WORK REQUIRED →
Retype every record that appears below, unchanged.

- - - - - - -

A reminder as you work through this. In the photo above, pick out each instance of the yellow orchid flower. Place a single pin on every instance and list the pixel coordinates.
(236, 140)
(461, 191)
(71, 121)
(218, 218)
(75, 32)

- - - - - - -

ANSWER BELOW →
A reminder as you work through this. In the photo above, pick out each instance of the yellow orchid flower. Place a single pin on every instance and list the pixel coordinates.
(236, 140)
(461, 191)
(71, 121)
(218, 218)
(75, 32)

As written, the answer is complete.